[Data listing start]

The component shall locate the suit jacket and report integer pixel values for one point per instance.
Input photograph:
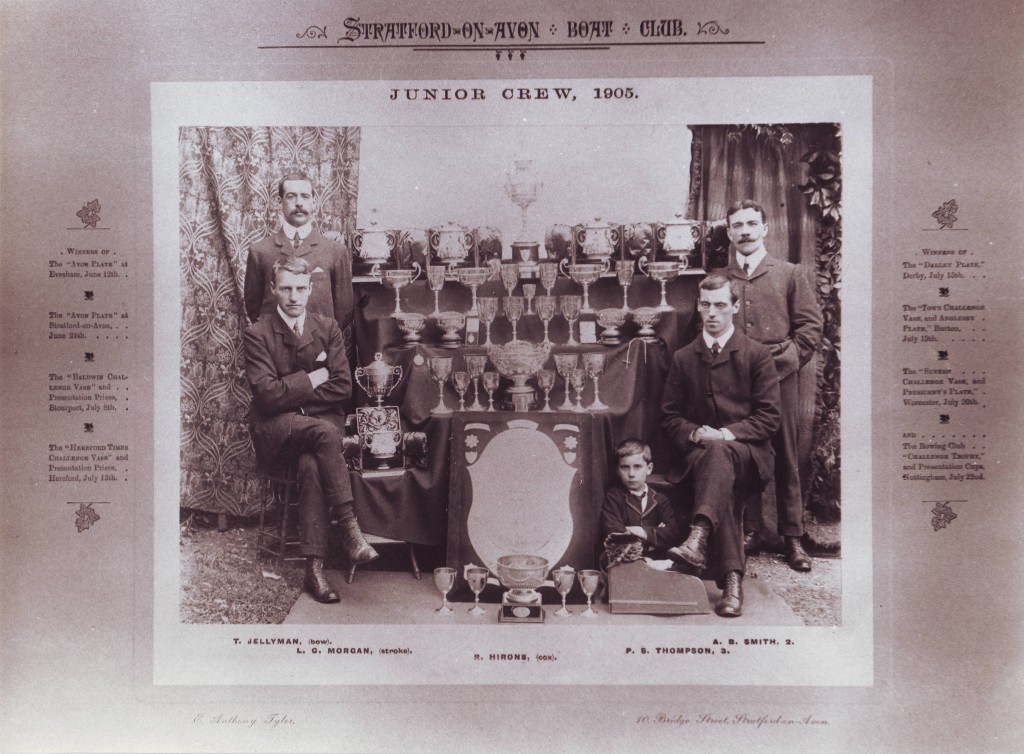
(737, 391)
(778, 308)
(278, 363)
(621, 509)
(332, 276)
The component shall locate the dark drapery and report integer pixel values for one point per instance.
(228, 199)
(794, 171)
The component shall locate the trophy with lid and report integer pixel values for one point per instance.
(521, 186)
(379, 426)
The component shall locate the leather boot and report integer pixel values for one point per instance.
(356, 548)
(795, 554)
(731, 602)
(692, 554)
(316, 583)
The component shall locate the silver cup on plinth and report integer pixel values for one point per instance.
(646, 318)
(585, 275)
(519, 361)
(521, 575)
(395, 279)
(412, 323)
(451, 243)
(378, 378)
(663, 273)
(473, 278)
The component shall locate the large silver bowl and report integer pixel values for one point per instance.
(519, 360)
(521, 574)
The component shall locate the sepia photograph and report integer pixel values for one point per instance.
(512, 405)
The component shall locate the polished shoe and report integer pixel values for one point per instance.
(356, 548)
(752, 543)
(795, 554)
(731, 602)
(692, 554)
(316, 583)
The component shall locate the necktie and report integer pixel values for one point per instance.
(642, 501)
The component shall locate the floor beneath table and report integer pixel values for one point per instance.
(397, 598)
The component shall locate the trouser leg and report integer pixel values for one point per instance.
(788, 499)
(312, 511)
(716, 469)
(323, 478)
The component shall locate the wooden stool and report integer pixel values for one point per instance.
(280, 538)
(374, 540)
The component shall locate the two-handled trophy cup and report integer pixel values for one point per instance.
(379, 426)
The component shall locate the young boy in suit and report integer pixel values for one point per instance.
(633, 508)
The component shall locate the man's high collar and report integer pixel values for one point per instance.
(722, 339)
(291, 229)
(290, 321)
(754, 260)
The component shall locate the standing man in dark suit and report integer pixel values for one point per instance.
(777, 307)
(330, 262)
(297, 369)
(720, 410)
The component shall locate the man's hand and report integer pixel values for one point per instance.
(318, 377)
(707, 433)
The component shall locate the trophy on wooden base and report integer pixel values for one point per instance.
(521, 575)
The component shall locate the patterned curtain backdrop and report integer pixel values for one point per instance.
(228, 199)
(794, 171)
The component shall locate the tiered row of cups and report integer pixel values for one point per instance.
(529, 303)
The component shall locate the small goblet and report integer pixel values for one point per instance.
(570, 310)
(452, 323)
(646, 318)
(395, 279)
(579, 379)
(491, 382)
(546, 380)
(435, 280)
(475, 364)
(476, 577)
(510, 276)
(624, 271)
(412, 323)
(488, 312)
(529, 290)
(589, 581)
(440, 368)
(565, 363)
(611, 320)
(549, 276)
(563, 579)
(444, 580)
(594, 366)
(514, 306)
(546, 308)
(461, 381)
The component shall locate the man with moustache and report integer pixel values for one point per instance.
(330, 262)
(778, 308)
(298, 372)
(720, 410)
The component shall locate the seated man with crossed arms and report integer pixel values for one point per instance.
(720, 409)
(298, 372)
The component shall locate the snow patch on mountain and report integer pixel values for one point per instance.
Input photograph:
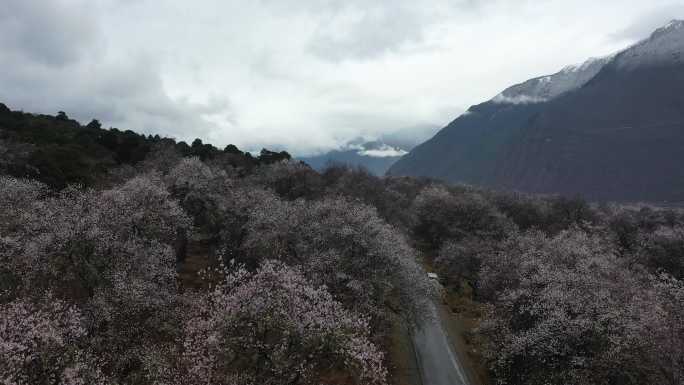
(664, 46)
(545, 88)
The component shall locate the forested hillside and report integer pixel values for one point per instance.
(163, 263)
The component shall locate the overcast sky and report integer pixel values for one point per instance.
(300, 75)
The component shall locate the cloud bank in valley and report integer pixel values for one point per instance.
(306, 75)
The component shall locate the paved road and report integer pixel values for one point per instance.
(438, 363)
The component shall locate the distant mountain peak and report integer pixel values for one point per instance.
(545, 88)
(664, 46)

[Data listing end]
[Data listing start]

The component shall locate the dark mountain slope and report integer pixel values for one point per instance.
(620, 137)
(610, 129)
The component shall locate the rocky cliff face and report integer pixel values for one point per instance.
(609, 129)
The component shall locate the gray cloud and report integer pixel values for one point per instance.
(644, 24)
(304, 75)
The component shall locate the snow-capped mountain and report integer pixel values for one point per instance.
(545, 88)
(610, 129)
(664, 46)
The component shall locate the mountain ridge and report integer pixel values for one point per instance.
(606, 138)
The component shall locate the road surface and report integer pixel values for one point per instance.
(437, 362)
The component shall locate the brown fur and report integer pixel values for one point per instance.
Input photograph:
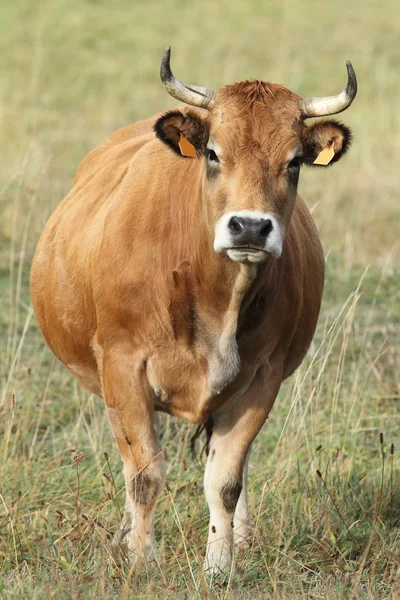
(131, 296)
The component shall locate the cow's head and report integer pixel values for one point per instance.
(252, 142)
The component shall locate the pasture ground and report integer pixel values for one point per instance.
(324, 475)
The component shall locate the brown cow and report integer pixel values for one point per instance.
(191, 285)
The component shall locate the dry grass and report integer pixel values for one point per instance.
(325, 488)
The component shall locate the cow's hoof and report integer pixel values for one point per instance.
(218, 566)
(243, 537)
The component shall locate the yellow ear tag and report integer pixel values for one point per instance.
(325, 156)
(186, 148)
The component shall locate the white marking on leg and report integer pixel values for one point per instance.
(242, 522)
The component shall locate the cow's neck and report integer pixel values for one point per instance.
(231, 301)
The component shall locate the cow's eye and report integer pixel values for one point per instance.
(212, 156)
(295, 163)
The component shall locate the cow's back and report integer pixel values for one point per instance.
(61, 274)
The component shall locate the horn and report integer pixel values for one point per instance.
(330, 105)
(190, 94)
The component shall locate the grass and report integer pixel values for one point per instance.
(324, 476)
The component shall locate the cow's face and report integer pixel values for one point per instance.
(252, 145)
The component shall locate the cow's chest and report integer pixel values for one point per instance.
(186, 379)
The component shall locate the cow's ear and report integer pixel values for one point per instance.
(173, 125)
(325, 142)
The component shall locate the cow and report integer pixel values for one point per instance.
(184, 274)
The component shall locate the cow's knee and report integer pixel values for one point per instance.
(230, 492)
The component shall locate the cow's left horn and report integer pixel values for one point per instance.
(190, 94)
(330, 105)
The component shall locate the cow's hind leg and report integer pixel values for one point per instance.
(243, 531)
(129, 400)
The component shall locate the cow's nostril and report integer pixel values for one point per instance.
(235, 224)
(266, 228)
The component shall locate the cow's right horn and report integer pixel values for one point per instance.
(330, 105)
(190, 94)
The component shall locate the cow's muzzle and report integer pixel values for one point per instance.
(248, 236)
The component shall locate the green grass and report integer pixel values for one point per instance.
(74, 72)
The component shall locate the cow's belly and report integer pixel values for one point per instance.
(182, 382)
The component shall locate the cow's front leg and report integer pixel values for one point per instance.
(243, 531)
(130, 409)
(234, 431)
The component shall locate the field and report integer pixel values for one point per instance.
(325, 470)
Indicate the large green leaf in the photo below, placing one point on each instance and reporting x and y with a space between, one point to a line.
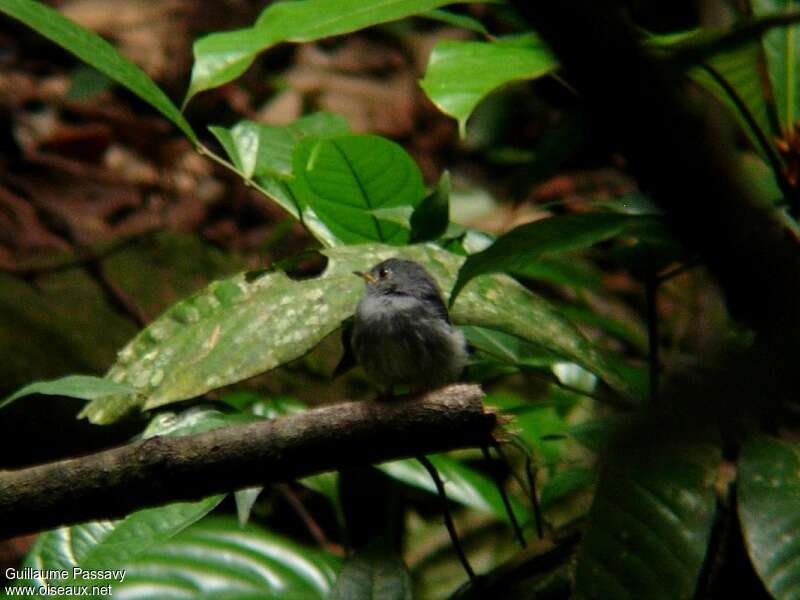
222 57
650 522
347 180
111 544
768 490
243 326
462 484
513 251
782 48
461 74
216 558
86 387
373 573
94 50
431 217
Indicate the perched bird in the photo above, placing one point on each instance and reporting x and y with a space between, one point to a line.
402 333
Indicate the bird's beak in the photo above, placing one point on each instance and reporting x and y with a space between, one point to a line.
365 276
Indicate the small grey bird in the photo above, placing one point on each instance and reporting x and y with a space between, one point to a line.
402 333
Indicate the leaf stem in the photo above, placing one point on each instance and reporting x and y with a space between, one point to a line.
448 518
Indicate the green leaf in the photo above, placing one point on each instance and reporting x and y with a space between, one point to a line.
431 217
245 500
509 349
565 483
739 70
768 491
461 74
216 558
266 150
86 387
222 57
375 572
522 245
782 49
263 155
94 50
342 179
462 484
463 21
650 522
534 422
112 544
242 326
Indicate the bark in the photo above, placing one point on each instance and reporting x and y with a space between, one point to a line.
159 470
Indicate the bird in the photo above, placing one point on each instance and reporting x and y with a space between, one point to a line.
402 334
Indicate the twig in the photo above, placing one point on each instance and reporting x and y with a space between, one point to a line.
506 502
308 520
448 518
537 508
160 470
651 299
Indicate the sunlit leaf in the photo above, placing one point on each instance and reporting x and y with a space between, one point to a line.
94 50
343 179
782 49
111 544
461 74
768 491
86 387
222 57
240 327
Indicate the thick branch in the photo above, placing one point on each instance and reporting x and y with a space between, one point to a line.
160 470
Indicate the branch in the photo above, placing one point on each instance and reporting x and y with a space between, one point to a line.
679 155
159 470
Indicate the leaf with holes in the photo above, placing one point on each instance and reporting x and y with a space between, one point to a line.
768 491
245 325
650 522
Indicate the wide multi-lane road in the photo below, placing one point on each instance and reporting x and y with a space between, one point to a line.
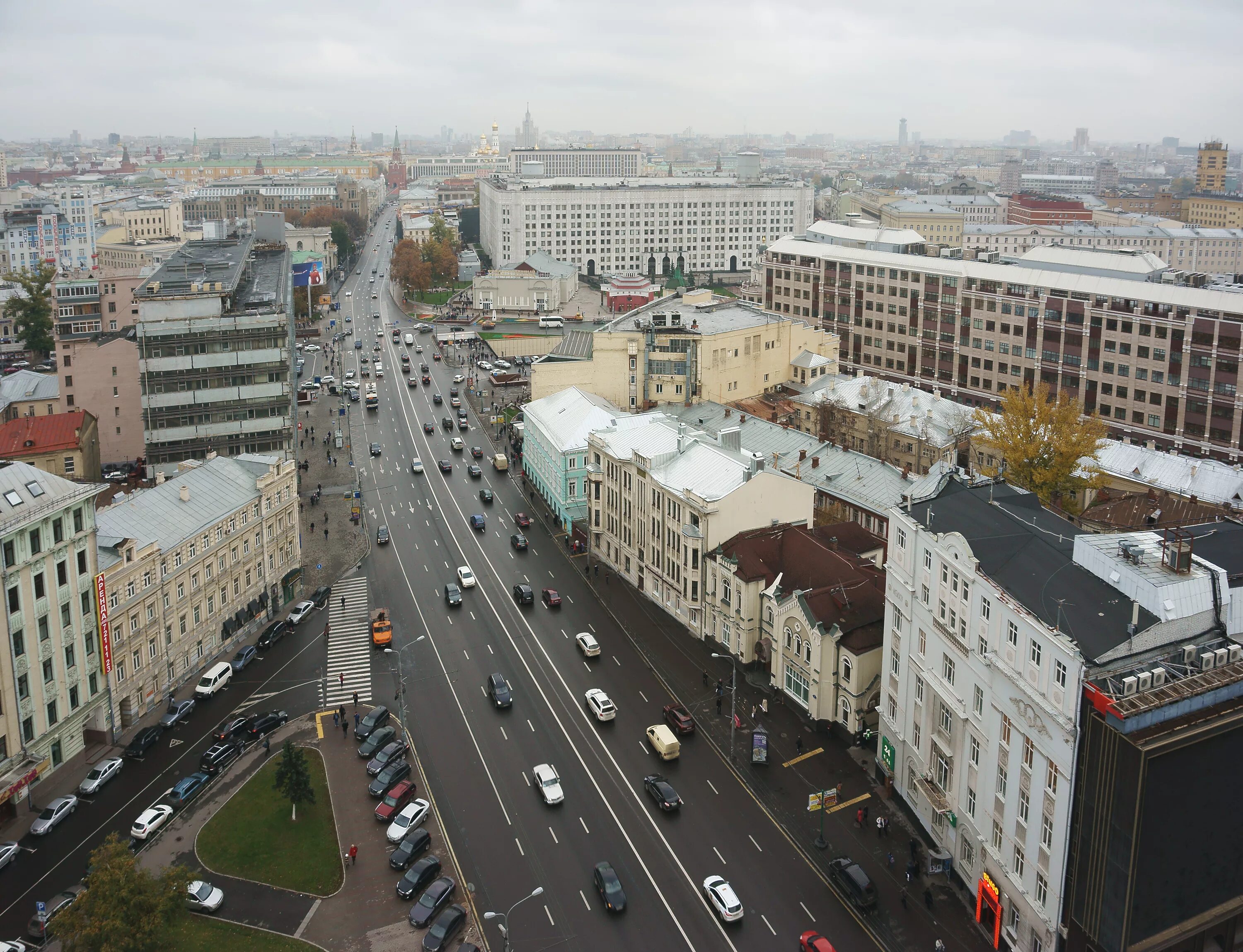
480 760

[Data listing end]
[Data listing start]

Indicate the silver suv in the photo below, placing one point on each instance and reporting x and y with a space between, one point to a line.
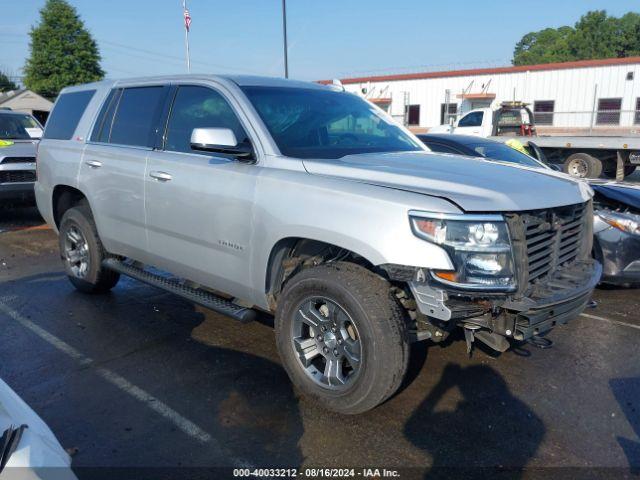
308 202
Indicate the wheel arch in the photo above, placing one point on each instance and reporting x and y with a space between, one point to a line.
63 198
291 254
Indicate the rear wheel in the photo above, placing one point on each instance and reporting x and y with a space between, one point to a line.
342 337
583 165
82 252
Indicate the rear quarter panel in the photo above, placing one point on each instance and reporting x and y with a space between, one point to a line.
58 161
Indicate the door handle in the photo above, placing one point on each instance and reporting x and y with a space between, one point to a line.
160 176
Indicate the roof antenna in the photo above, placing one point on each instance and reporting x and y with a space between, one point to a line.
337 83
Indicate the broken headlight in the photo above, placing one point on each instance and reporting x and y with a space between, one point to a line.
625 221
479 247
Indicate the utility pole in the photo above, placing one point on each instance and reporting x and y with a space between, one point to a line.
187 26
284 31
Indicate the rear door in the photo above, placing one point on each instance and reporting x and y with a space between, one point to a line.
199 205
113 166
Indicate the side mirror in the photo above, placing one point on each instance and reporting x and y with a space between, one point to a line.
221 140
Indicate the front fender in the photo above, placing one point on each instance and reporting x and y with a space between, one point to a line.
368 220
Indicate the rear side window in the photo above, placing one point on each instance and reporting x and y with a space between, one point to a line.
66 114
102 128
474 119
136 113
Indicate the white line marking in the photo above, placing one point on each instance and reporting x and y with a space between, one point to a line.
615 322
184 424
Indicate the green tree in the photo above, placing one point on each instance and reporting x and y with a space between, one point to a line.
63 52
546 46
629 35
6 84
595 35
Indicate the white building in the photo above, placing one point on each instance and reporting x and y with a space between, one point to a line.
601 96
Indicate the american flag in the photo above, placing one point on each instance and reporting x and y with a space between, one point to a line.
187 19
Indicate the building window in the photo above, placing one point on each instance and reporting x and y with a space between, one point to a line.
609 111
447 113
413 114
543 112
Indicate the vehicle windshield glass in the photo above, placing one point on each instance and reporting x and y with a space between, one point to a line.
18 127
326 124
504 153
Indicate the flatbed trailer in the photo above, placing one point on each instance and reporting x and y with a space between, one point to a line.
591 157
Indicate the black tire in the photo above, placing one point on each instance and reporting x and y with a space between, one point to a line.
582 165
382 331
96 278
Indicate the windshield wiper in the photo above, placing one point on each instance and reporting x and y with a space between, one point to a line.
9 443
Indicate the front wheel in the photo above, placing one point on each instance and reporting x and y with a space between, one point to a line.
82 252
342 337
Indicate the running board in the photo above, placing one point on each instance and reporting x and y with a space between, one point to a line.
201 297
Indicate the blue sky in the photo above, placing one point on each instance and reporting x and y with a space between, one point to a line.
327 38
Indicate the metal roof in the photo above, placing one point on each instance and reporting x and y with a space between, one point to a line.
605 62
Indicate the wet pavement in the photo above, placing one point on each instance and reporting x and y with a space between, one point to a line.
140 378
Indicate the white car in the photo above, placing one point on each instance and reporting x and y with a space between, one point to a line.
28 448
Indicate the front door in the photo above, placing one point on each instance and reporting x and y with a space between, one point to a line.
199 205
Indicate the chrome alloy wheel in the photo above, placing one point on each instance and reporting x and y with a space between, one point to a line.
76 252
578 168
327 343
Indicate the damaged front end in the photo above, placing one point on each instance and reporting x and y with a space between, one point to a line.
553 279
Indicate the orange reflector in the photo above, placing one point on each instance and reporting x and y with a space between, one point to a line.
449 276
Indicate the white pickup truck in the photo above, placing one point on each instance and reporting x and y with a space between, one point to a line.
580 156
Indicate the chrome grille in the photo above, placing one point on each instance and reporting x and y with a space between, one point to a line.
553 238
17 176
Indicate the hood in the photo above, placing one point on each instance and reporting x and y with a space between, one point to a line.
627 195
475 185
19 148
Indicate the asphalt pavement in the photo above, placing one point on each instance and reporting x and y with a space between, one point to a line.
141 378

[Data listing end]

### Challenge
Report how many lines in the records above contain the word "cloud". Give only the number.

### Task result
2